→ WHAT IS REQUIRED
Each line from the one containing "Practice. Locate the orange" to the final line of the listing below must be transcribed exactly; all others are left out.

[[ DATA LISTING open ]]

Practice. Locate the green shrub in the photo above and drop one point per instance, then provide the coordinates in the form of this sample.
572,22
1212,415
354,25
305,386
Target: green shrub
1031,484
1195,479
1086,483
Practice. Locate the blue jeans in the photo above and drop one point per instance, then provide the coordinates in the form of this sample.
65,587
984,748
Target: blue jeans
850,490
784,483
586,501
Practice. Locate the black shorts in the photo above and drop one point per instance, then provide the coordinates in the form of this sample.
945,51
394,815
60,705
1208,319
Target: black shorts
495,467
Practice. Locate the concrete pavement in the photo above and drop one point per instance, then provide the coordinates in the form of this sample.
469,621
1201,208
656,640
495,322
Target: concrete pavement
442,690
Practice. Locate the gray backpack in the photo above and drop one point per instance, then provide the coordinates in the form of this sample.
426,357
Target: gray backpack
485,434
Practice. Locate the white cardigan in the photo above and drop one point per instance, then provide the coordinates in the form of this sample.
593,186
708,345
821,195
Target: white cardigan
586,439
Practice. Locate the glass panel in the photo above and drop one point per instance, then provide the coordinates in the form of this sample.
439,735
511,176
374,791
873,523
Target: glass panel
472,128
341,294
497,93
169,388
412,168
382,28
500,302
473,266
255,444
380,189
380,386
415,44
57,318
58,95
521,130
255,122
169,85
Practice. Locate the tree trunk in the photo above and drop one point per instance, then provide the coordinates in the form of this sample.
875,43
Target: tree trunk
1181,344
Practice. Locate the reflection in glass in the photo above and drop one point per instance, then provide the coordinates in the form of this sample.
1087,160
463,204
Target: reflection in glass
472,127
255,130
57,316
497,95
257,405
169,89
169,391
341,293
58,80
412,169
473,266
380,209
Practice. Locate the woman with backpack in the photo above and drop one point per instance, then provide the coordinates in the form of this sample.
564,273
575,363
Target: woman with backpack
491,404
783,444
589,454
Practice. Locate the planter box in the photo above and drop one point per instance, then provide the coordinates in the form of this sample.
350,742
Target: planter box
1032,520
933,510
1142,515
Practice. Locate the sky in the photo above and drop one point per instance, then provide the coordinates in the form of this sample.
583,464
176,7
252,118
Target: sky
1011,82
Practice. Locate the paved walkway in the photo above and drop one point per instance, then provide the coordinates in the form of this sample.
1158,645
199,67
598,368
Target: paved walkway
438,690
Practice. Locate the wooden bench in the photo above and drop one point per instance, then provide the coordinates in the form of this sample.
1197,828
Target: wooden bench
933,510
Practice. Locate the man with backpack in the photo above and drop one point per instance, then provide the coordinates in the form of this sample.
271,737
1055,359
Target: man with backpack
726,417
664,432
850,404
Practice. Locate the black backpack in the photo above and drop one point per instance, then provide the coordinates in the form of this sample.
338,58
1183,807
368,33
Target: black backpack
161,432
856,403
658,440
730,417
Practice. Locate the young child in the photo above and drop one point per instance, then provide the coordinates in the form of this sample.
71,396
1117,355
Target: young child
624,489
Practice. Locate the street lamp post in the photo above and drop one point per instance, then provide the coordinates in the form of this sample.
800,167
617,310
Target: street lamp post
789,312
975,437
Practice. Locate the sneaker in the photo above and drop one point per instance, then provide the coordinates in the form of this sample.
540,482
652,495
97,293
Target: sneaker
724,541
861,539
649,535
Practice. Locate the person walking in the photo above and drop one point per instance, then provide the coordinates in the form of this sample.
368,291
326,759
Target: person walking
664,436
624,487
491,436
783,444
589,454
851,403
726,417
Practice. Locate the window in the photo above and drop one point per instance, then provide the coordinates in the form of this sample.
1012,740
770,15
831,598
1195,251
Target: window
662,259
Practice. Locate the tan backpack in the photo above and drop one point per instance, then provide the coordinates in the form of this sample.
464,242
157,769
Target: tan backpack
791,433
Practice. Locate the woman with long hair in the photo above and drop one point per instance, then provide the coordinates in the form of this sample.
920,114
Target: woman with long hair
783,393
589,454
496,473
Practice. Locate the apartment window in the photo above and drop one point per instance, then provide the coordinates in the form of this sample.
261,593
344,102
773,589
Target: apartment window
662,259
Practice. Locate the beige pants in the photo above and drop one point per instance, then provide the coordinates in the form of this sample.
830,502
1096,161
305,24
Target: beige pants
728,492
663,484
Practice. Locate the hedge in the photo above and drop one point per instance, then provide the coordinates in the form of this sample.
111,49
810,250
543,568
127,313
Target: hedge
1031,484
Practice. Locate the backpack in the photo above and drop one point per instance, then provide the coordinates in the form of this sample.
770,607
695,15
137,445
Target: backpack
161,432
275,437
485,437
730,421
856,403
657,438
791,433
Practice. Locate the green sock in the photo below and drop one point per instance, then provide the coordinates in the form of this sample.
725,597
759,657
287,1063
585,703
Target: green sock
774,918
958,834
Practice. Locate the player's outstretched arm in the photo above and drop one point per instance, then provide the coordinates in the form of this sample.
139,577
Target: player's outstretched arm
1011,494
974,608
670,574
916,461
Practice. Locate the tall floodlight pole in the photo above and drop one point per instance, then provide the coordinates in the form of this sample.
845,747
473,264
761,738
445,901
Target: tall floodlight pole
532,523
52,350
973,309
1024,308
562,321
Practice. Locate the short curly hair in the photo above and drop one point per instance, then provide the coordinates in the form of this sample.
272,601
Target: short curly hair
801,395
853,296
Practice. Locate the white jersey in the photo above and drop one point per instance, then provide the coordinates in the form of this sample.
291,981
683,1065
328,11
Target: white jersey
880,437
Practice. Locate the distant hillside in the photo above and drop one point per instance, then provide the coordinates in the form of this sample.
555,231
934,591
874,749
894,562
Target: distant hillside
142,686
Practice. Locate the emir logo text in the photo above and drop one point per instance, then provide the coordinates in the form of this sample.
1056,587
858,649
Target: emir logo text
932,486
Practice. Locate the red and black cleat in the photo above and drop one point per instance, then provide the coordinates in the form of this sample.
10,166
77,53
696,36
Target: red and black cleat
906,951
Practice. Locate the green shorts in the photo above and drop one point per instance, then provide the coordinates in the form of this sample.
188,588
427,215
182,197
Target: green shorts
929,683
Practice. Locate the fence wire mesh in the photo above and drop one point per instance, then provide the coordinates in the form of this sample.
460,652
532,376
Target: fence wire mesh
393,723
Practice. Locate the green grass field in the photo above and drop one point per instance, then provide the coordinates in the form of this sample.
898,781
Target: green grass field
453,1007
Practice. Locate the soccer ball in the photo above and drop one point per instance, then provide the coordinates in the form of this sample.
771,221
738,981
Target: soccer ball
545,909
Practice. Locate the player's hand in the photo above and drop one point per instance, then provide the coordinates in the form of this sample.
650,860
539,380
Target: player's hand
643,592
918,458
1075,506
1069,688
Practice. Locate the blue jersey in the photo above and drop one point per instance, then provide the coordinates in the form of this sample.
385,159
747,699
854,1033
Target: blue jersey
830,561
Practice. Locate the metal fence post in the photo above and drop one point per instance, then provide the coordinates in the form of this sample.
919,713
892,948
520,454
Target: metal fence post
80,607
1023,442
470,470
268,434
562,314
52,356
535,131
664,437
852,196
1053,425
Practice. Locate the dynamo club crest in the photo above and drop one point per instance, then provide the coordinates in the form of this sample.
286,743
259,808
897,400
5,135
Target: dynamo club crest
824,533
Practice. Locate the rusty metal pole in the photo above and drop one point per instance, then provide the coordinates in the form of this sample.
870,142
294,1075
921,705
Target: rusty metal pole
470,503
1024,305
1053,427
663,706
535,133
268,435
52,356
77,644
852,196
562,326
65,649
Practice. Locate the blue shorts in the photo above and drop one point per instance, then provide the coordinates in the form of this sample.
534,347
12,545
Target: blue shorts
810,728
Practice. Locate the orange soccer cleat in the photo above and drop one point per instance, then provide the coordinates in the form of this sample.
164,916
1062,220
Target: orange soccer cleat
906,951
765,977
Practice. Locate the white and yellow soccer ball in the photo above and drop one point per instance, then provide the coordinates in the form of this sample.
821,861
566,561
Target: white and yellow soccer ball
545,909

[[ DATA LISTING closed ]]

→ SOLUTION
Practice. Locate the orange soccer cleat in the photo above and drop one point per instance, then provide the coordinates in the form of this sample.
164,916
1062,220
Target: orange soccer cleat
906,951
765,977
Practice. Locate the white and yellow soccer ball in the photo above and drop one point per instance, then provide the coordinates in the form of this sample.
821,861
566,561
Target: white and yellow soccer ball
545,909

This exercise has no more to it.